↓↓↓
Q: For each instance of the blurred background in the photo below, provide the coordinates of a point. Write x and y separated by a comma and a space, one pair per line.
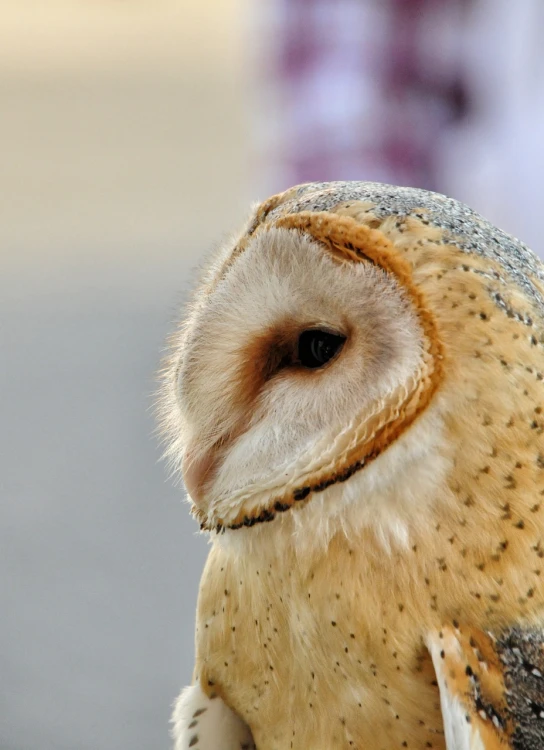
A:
134, 134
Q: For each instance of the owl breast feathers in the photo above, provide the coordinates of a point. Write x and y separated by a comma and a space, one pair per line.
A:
355, 400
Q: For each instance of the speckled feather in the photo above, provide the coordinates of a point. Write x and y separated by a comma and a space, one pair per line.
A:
318, 619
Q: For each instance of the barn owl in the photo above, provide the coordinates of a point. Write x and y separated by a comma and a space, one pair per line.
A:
355, 401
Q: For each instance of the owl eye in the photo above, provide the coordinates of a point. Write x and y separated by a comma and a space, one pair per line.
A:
316, 347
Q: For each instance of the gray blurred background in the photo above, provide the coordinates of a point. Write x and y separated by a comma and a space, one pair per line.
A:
133, 135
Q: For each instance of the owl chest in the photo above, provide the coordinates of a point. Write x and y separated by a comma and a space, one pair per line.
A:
305, 665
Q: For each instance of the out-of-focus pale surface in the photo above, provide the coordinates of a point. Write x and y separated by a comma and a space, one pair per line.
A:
124, 156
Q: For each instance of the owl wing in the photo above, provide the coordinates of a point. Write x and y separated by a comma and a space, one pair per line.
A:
203, 721
491, 687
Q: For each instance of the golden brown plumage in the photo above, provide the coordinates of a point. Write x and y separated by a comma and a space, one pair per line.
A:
365, 511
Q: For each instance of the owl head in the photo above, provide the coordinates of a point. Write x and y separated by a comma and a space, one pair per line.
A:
343, 347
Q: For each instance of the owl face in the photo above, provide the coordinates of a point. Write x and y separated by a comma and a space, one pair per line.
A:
297, 356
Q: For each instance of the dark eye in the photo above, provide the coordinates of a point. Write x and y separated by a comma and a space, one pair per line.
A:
316, 347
↑↑↑
Using the material above, gather every line that includes "blurred".

**Task answer:**
Q: For each instance of the blurred background in the photo below, provide the coordinates of a point. Write x and y separated by a comma and a space, one pair per line.
Q: For each instance of the gray blurred background in the photo above, provide the coordinates of a point. Write x and y separated by a comma and a space, one pair per line.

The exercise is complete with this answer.